TASK MATERIAL:
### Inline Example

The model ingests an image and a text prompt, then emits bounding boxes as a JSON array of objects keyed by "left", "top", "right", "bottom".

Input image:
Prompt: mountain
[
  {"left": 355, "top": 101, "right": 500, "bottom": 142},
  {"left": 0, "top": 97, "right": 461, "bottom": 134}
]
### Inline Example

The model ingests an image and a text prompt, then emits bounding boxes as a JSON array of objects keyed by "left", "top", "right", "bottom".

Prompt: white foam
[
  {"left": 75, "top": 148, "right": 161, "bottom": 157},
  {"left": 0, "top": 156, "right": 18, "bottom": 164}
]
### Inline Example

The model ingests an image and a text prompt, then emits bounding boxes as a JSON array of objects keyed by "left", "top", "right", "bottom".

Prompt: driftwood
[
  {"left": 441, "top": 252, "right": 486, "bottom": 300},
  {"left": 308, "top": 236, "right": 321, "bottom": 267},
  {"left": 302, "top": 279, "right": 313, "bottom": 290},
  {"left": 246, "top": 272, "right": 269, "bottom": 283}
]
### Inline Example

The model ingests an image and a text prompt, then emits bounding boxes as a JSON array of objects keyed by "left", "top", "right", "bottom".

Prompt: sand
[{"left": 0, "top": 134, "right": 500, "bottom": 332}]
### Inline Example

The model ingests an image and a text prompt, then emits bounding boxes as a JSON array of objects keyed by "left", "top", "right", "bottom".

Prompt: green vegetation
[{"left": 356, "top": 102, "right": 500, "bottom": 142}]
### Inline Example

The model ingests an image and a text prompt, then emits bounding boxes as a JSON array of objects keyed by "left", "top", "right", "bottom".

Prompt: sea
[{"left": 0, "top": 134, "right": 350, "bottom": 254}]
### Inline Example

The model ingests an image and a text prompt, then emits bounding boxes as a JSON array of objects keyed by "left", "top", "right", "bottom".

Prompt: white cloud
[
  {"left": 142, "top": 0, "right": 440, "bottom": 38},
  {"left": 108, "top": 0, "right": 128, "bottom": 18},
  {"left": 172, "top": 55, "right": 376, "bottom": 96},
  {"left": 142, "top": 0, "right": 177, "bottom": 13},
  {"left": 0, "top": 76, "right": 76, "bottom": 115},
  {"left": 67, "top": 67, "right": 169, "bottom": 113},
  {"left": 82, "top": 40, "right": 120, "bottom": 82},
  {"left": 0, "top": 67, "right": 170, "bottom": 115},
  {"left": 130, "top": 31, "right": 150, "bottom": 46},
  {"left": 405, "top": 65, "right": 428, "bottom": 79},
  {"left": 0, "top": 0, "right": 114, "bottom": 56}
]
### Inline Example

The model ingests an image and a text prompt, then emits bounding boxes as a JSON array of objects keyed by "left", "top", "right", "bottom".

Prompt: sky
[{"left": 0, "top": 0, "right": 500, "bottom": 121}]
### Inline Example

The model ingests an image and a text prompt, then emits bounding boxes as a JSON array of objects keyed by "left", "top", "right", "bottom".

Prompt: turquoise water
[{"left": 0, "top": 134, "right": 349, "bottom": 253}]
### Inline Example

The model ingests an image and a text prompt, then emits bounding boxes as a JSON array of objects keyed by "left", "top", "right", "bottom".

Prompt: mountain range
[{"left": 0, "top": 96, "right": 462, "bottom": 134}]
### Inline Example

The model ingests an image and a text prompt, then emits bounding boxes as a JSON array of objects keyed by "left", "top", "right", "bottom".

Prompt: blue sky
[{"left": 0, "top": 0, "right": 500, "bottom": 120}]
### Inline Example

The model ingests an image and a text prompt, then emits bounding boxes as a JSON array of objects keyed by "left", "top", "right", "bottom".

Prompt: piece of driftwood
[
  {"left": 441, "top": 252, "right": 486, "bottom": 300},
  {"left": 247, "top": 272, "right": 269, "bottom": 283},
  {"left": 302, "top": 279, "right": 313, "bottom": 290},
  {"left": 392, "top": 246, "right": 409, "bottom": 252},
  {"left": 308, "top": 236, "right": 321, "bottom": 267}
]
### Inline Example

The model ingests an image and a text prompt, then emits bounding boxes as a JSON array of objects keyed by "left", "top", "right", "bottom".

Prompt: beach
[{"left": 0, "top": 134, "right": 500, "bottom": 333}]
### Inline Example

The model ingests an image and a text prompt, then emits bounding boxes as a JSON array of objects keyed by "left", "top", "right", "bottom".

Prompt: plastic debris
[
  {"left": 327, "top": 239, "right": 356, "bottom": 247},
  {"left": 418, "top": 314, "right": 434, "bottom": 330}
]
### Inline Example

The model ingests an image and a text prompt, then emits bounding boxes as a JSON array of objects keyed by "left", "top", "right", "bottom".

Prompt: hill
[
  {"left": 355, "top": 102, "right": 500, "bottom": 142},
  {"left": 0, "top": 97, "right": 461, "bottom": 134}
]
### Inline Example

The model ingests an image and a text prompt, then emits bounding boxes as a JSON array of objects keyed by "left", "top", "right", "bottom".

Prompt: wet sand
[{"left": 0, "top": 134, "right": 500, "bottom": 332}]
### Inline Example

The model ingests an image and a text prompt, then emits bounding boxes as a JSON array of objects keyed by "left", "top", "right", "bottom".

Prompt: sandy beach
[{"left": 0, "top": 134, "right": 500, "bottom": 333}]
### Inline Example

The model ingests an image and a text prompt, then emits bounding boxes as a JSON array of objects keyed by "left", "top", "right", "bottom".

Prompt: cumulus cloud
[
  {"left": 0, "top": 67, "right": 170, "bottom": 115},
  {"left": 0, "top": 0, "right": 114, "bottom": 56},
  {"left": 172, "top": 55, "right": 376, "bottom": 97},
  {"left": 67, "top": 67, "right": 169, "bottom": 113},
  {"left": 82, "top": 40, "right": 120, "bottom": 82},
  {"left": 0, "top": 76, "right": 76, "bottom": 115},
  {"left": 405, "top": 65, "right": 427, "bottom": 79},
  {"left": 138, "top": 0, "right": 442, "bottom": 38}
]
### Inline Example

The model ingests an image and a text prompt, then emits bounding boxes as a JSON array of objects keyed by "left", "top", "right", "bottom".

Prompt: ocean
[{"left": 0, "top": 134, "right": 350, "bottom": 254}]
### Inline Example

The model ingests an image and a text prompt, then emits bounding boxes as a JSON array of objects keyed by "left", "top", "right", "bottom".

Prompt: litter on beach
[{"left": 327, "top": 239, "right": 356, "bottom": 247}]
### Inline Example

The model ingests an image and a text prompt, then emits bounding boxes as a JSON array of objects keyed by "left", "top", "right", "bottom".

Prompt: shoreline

EXERCISE: Extract the listing in its entirety, matching it exactly.

RESPONSE FOR THIS EXERCISE:
### Inline Example

The model ingests an image and a text prompt, then emits bounding boxes as a JSON array of objects keyed by "left", "top", "right", "bottom".

Input image:
Prompt: mountain
[
  {"left": 355, "top": 101, "right": 500, "bottom": 142},
  {"left": 0, "top": 97, "right": 461, "bottom": 134}
]
### Inline Example

The model ingests an image and a text prompt, then emits bounding boxes as a JSON array of objects keyed by "left", "top", "right", "bottom".

Prompt: white foam
[
  {"left": 75, "top": 148, "right": 161, "bottom": 157},
  {"left": 0, "top": 156, "right": 18, "bottom": 164}
]
### Inline Example

The model ingests an image and a text prompt, then emits bounding boxes as a JSON array of objects keyed by "left", "top", "right", "bottom".

Prompt: driftwood
[
  {"left": 441, "top": 252, "right": 486, "bottom": 300},
  {"left": 308, "top": 236, "right": 321, "bottom": 267},
  {"left": 302, "top": 279, "right": 313, "bottom": 290},
  {"left": 246, "top": 272, "right": 269, "bottom": 283}
]
### Inline Example

The model ingests an image and a text prompt, then emits bounding boxes as a JSON array of objects keyed by "left", "top", "right", "bottom".

Prompt: sand
[{"left": 0, "top": 134, "right": 500, "bottom": 332}]
### Inline Example

The model ingests an image and a text prompt, then emits bounding boxes as a JSON array of objects keyed by "left", "top", "right", "bottom".

Prompt: green vegetation
[{"left": 356, "top": 102, "right": 500, "bottom": 142}]
### Inline Example

The model ingests an image and a text prompt, then emits bounding boxes as a JSON array of objects keyed by "left", "top", "right", "bottom".

Prompt: sea
[{"left": 0, "top": 134, "right": 350, "bottom": 254}]
### Inline Example

The model ingests an image and a text prompt, then emits bounding boxes as a JSON array of objects keyed by "left", "top", "right", "bottom".

Prompt: white cloud
[
  {"left": 142, "top": 0, "right": 440, "bottom": 38},
  {"left": 108, "top": 0, "right": 128, "bottom": 18},
  {"left": 172, "top": 55, "right": 376, "bottom": 96},
  {"left": 142, "top": 0, "right": 177, "bottom": 13},
  {"left": 0, "top": 76, "right": 76, "bottom": 115},
  {"left": 67, "top": 67, "right": 169, "bottom": 113},
  {"left": 82, "top": 40, "right": 120, "bottom": 82},
  {"left": 0, "top": 67, "right": 170, "bottom": 115},
  {"left": 130, "top": 31, "right": 150, "bottom": 46},
  {"left": 405, "top": 65, "right": 428, "bottom": 79},
  {"left": 0, "top": 0, "right": 114, "bottom": 56}
]
### Inline Example

The model ingests an image and a text prompt, then emits bounding boxes as a JSON array of objects keyed by "left", "top", "right", "bottom".

Prompt: sky
[{"left": 0, "top": 0, "right": 500, "bottom": 121}]
### Inline Example

The model ingests an image and a text prompt, then emits bounding boxes as a JSON array of objects keyed by "left", "top", "right", "bottom".

Prompt: turquoise water
[{"left": 0, "top": 134, "right": 349, "bottom": 253}]
### Inline Example

The model ingests an image and a text prompt, then emits bounding boxes as a JSON array of objects keyed by "left", "top", "right", "bottom".

Prompt: mountain range
[{"left": 0, "top": 96, "right": 462, "bottom": 134}]
### Inline Example

The model ingests an image and a text prompt, then emits bounding boxes as a JSON array of objects keyed by "left", "top", "right", "bottom".

Prompt: blue sky
[{"left": 0, "top": 0, "right": 500, "bottom": 120}]
### Inline Example

The model ingests an image and a text prompt, then emits bounding boxes as a JSON array of objects keyed by "left", "top", "right", "bottom".

Prompt: piece of driftwood
[
  {"left": 441, "top": 252, "right": 486, "bottom": 300},
  {"left": 247, "top": 272, "right": 269, "bottom": 283},
  {"left": 302, "top": 279, "right": 313, "bottom": 290},
  {"left": 392, "top": 246, "right": 409, "bottom": 252},
  {"left": 308, "top": 236, "right": 321, "bottom": 267}
]
### Inline Example

The model ingests an image and a text prompt, then emits bounding boxes as a JSON array of objects keyed by "left", "top", "right", "bottom".

Prompt: beach
[{"left": 0, "top": 134, "right": 500, "bottom": 333}]
### Inline Example

The model ingests an image and a text prompt, then emits bounding boxes as a JSON array of objects keyed by "left", "top", "right", "bottom".

Prompt: plastic debris
[
  {"left": 327, "top": 239, "right": 356, "bottom": 247},
  {"left": 418, "top": 314, "right": 434, "bottom": 330}
]
### Inline Example

The model ingests an image and a text prompt, then emits bounding boxes as a JSON array of objects keyed by "left", "top", "right", "bottom".

Prompt: hill
[
  {"left": 355, "top": 102, "right": 500, "bottom": 142},
  {"left": 0, "top": 97, "right": 461, "bottom": 134}
]
### Inline Example

The model ingests an image and a text prompt, then emits bounding boxes as a JSON array of objects keyed by "left", "top", "right", "bottom".

Prompt: wet sand
[{"left": 0, "top": 134, "right": 500, "bottom": 332}]
### Inline Example

The model ingests an image and a text prompt, then emits bounding boxes as a JSON array of objects keyed by "left", "top", "right", "bottom".

Prompt: sandy beach
[{"left": 0, "top": 134, "right": 500, "bottom": 333}]
### Inline Example

The model ingests an image and a text prompt, then emits bounding boxes as a JSON array of objects keyed by "left", "top", "right", "bottom".

Prompt: cumulus cloud
[
  {"left": 0, "top": 67, "right": 170, "bottom": 115},
  {"left": 0, "top": 0, "right": 114, "bottom": 56},
  {"left": 172, "top": 55, "right": 376, "bottom": 97},
  {"left": 67, "top": 67, "right": 169, "bottom": 113},
  {"left": 82, "top": 40, "right": 120, "bottom": 82},
  {"left": 0, "top": 76, "right": 76, "bottom": 115},
  {"left": 405, "top": 65, "right": 427, "bottom": 79},
  {"left": 138, "top": 0, "right": 442, "bottom": 38}
]
### Inline Example

The model ingests an image and a text prompt, then emits bounding boxes as a JSON array of objects keyed by "left", "top", "right", "bottom".

Prompt: ocean
[{"left": 0, "top": 134, "right": 350, "bottom": 254}]
### Inline Example

The model ingests an image and a text prompt, then emits bounding boxes as a JSON array of objects keyed by "left", "top", "right", "bottom".

Prompt: litter on beach
[{"left": 327, "top": 239, "right": 356, "bottom": 247}]
### Inline Example

The model ingests an image and a text prompt, then emits bounding boxes as a JSON array of objects keyed by "left", "top", "right", "bottom".

Prompt: shoreline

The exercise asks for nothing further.